§ The problem
Quote each line exactly, from the line that contains "on the rock" down to the last line of the listing, and no other lines.

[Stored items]
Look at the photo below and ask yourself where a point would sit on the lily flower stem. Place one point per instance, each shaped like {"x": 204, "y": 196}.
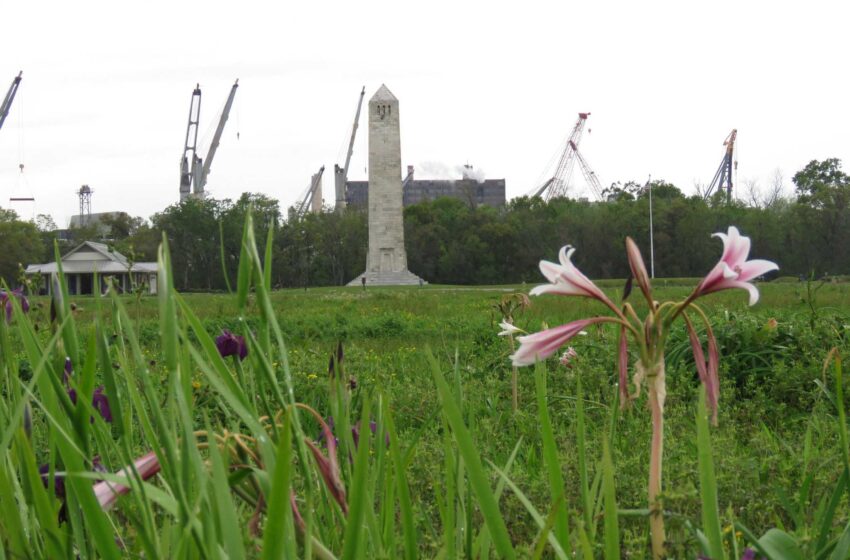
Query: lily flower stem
{"x": 656, "y": 510}
{"x": 514, "y": 379}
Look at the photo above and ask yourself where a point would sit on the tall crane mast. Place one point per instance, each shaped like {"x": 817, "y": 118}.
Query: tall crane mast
{"x": 308, "y": 200}
{"x": 190, "y": 157}
{"x": 341, "y": 173}
{"x": 558, "y": 184}
{"x": 194, "y": 170}
{"x": 10, "y": 96}
{"x": 723, "y": 177}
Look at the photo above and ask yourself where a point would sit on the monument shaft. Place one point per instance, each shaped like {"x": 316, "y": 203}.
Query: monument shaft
{"x": 386, "y": 261}
{"x": 386, "y": 226}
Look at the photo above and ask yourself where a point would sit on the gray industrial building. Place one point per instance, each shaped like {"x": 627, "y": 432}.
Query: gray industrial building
{"x": 490, "y": 192}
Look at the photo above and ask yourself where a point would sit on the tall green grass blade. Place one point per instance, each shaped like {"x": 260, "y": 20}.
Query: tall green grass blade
{"x": 827, "y": 516}
{"x": 12, "y": 515}
{"x": 535, "y": 515}
{"x": 267, "y": 261}
{"x": 550, "y": 455}
{"x": 116, "y": 399}
{"x": 243, "y": 281}
{"x": 223, "y": 258}
{"x": 40, "y": 501}
{"x": 478, "y": 478}
{"x": 546, "y": 530}
{"x": 611, "y": 522}
{"x": 353, "y": 542}
{"x": 62, "y": 307}
{"x": 708, "y": 483}
{"x": 779, "y": 545}
{"x": 842, "y": 420}
{"x": 278, "y": 533}
{"x": 483, "y": 549}
{"x": 581, "y": 450}
{"x": 408, "y": 525}
{"x": 842, "y": 548}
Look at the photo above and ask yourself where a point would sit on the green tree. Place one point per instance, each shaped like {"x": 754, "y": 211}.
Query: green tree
{"x": 21, "y": 246}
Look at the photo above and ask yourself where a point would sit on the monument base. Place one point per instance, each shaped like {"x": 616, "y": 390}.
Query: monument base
{"x": 400, "y": 278}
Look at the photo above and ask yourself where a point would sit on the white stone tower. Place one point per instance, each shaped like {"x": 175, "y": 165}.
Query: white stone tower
{"x": 386, "y": 263}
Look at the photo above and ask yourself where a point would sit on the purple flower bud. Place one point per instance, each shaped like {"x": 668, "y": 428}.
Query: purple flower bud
{"x": 6, "y": 302}
{"x": 100, "y": 402}
{"x": 229, "y": 344}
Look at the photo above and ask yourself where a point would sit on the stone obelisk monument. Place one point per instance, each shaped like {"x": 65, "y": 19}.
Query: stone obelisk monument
{"x": 386, "y": 263}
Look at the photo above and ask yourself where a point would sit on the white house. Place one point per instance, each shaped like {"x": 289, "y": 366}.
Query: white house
{"x": 81, "y": 263}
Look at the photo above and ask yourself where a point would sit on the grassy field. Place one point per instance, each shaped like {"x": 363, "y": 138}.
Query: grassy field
{"x": 777, "y": 454}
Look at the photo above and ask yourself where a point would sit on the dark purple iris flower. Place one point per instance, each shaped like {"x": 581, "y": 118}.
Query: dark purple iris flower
{"x": 6, "y": 302}
{"x": 229, "y": 344}
{"x": 100, "y": 401}
{"x": 59, "y": 483}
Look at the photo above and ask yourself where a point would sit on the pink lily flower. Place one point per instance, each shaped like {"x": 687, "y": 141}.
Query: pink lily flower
{"x": 734, "y": 270}
{"x": 567, "y": 280}
{"x": 107, "y": 492}
{"x": 541, "y": 345}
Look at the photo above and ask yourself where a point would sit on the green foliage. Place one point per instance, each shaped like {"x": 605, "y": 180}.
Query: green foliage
{"x": 234, "y": 447}
{"x": 21, "y": 245}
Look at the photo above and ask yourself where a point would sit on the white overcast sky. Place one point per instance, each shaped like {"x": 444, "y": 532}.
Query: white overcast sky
{"x": 107, "y": 85}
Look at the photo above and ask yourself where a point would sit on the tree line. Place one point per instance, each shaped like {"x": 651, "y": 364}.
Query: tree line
{"x": 450, "y": 241}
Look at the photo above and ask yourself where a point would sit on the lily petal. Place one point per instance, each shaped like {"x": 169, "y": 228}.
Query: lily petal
{"x": 541, "y": 345}
{"x": 107, "y": 493}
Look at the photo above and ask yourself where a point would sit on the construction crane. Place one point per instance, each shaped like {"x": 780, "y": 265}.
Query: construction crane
{"x": 312, "y": 198}
{"x": 341, "y": 173}
{"x": 723, "y": 177}
{"x": 194, "y": 169}
{"x": 558, "y": 184}
{"x": 10, "y": 96}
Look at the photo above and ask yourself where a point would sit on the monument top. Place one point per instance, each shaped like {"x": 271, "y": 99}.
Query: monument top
{"x": 383, "y": 94}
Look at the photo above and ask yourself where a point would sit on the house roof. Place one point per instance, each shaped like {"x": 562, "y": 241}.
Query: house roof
{"x": 100, "y": 259}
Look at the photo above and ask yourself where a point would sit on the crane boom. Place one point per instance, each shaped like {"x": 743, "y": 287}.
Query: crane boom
{"x": 723, "y": 176}
{"x": 307, "y": 199}
{"x": 558, "y": 183}
{"x": 341, "y": 173}
{"x": 10, "y": 96}
{"x": 589, "y": 175}
{"x": 225, "y": 113}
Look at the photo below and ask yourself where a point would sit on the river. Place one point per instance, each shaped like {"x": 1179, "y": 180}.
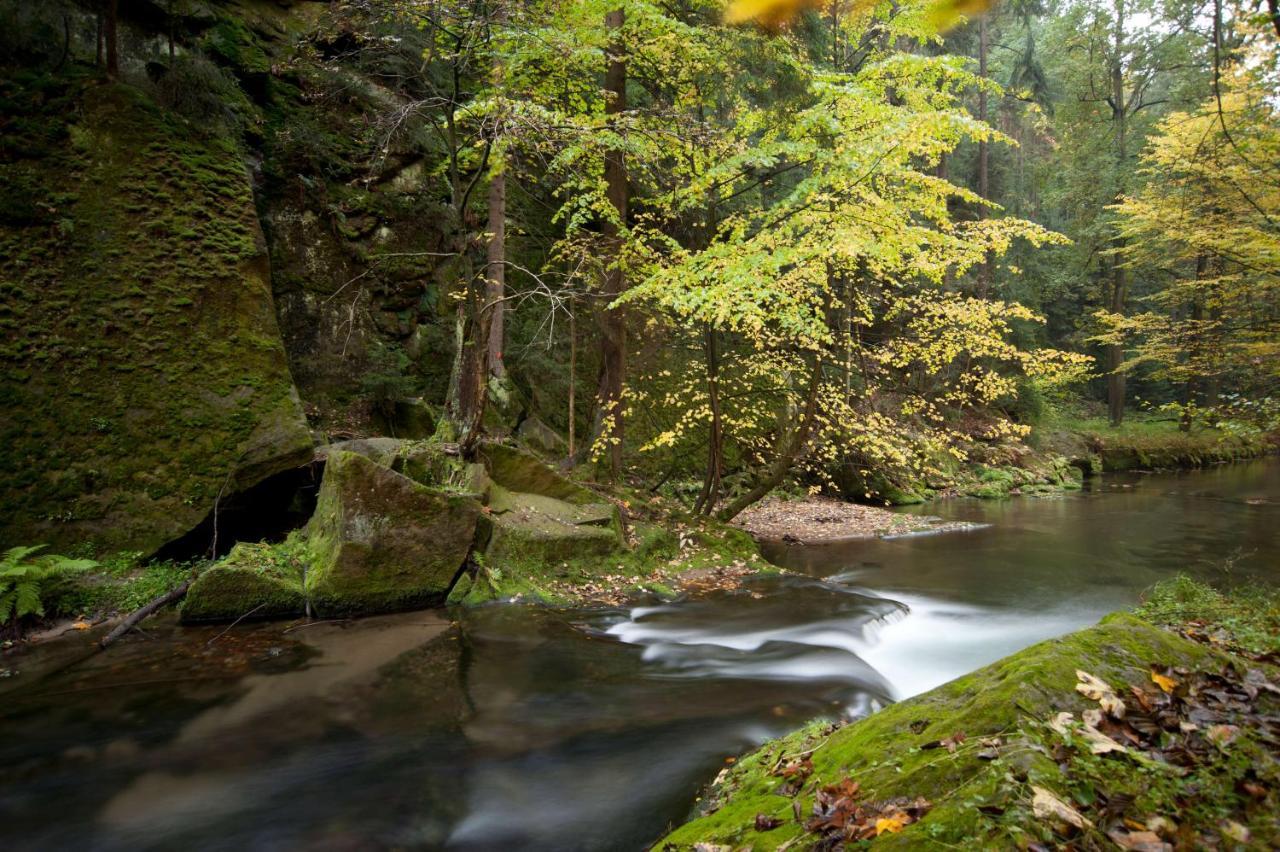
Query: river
{"x": 521, "y": 727}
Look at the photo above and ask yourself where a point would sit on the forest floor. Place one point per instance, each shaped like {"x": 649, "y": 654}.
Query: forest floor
{"x": 816, "y": 520}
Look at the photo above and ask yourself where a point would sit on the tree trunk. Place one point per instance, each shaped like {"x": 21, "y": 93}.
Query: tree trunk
{"x": 983, "y": 152}
{"x": 787, "y": 454}
{"x": 716, "y": 440}
{"x": 497, "y": 271}
{"x": 572, "y": 378}
{"x": 613, "y": 330}
{"x": 112, "y": 40}
{"x": 1119, "y": 296}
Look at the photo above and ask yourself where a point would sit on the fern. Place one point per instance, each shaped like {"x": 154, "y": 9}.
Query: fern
{"x": 23, "y": 575}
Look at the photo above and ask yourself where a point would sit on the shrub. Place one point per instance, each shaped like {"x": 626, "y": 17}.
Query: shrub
{"x": 24, "y": 576}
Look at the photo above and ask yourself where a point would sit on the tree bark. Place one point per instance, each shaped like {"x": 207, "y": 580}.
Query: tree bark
{"x": 709, "y": 495}
{"x": 787, "y": 454}
{"x": 983, "y": 152}
{"x": 612, "y": 321}
{"x": 572, "y": 378}
{"x": 1119, "y": 296}
{"x": 145, "y": 610}
{"x": 496, "y": 276}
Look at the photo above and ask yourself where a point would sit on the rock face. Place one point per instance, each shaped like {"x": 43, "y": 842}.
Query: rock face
{"x": 379, "y": 541}
{"x": 538, "y": 518}
{"x": 254, "y": 581}
{"x": 141, "y": 369}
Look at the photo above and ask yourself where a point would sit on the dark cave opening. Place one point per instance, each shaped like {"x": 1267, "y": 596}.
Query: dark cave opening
{"x": 265, "y": 512}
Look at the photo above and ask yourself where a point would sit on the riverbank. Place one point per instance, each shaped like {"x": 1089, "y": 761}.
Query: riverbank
{"x": 821, "y": 520}
{"x": 1146, "y": 443}
{"x": 1148, "y": 731}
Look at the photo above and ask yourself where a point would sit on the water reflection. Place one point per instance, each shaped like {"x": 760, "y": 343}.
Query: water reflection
{"x": 531, "y": 728}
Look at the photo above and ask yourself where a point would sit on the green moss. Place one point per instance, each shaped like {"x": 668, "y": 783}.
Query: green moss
{"x": 255, "y": 581}
{"x": 1246, "y": 617}
{"x": 119, "y": 320}
{"x": 1143, "y": 441}
{"x": 883, "y": 752}
{"x": 379, "y": 541}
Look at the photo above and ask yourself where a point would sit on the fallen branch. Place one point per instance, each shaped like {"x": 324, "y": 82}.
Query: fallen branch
{"x": 142, "y": 612}
{"x": 233, "y": 624}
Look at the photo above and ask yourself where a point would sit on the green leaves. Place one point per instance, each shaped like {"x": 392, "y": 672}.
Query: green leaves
{"x": 22, "y": 576}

§ Result
Look at the photo above and ask yourself where a point would sit on the rock face. Place one point per instance, each shaped like {"x": 43, "y": 842}.
Query: rock face
{"x": 379, "y": 541}
{"x": 538, "y": 518}
{"x": 254, "y": 581}
{"x": 141, "y": 369}
Look at the photo above and ask yourself where a point would sit on the dark cave opening. Place one point per instance, each shaped like {"x": 1267, "y": 596}.
Query: dark cave opening
{"x": 265, "y": 512}
Look at the photo above and ask yourself where a point would sit on the riverbank. Place one point per instance, each shaped like {"x": 1089, "y": 761}.
Query: riverbank
{"x": 821, "y": 520}
{"x": 1146, "y": 443}
{"x": 1148, "y": 731}
Look at the photo above and ask yourself where a point would sit on the water reflection. Place one point per instance, each shaped like {"x": 760, "y": 343}.
Query: water reflection
{"x": 531, "y": 728}
Look at the photo above and ask yourself where a point would sit on the green moss. Place one point per instance, each shaped like {"x": 668, "y": 783}.
Query: green moss
{"x": 255, "y": 581}
{"x": 1246, "y": 617}
{"x": 119, "y": 320}
{"x": 1143, "y": 441}
{"x": 883, "y": 752}
{"x": 379, "y": 541}
Look at the photo above and ask yourself where a point would sit on the fallen branch. Place one point per instance, each shaped like {"x": 324, "y": 82}.
Query: fallen branch
{"x": 142, "y": 612}
{"x": 233, "y": 624}
Look at the photo above and ask yourself where a point would sit on the green leaves. Place one point per instance, each shaped like {"x": 392, "y": 672}.
Query: green leaves
{"x": 22, "y": 576}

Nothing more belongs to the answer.